TASK INSTRUCTIONS: Can you copy every one of the records below, line for line and character for character?

(Coordinate annotation entries)
# # # # # # #
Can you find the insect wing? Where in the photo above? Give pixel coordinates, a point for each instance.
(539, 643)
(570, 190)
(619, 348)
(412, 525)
# # # # # # #
RESULT FOR THIS EXERCISE:
Can you find the insect wing? Where in the photo above? Give pixel coordinates, a point for each instance.
(539, 643)
(570, 190)
(619, 348)
(412, 525)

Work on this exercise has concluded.